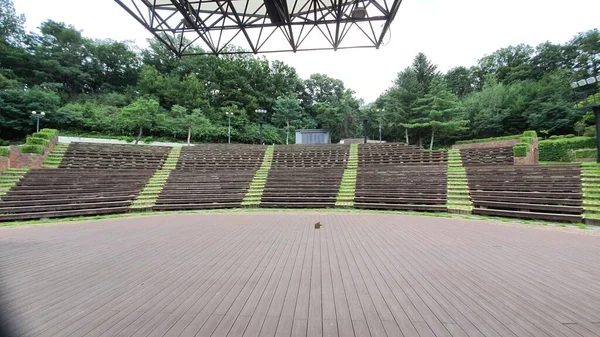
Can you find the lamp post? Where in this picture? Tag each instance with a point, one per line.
(378, 111)
(594, 104)
(37, 116)
(229, 114)
(261, 113)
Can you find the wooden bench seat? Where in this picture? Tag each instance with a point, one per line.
(401, 207)
(528, 215)
(62, 214)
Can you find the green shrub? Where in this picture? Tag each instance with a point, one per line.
(586, 153)
(36, 141)
(590, 131)
(521, 150)
(52, 132)
(526, 140)
(561, 149)
(37, 149)
(42, 135)
(485, 140)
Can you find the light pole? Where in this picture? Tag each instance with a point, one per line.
(229, 114)
(261, 113)
(594, 104)
(378, 111)
(37, 117)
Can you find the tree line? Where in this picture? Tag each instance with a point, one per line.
(114, 88)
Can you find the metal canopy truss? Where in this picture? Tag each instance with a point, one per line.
(263, 26)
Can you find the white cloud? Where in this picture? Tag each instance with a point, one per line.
(451, 33)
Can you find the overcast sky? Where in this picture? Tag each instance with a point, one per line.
(451, 33)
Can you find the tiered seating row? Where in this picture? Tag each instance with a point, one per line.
(544, 192)
(104, 156)
(219, 157)
(210, 176)
(491, 156)
(305, 176)
(396, 187)
(398, 154)
(50, 193)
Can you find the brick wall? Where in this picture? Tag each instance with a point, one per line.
(4, 163)
(31, 160)
(487, 145)
(533, 156)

------------------------------

- **Instructions to follow**: Convert the records above into a numbered list with one line per entry. Omit blank lines and leave out the pictures.

- **Result for this task**:
1. Can you find the lamp post? Where in this picture? Tag each instance with a point, one per line.
2. (378, 111)
3. (594, 104)
4. (37, 116)
5. (229, 114)
6. (261, 113)
7. Can you find the wooden bench seat? Where in this picture? Tag each instance with a point, one per line.
8. (401, 207)
9. (528, 215)
10. (62, 214)
11. Can you find the green shrub? Where in this picture? Tag each instance with a point, one per line.
12. (586, 153)
13. (36, 141)
14. (590, 131)
15. (521, 150)
16. (52, 132)
17. (526, 140)
18. (561, 149)
19. (37, 149)
20. (42, 135)
21. (485, 140)
22. Can you find the light pole? Where in this picture? Tag each instance with a point, one per line.
23. (229, 114)
24. (261, 113)
25. (594, 104)
26. (378, 111)
27. (37, 117)
28. Can you find the tree line? Where in this picture? Tag each instance with a point, one per line.
29. (114, 88)
30. Can you find the metal canopy truss? Where in this picture? Tag each instance with a point, one per line.
31. (263, 26)
32. Can you find the white cloud? Where in this picture? Tag each instance with a point, one per line.
33. (451, 33)
34. Can you find the overcast sky? Where in this picture? Tag each instance with a point, one per line.
35. (451, 33)
36. Can you find the tiered seating row? Where in this picture? Tag each instance with a point, one per line.
37. (544, 192)
38. (104, 156)
39. (219, 157)
40. (210, 176)
41. (491, 156)
42. (305, 176)
43. (396, 187)
44. (398, 154)
45. (50, 193)
46. Can you find the brick wall? Where in this picture? Tag each instance with a point, one per line.
47. (4, 163)
48. (31, 160)
49. (487, 145)
50. (533, 156)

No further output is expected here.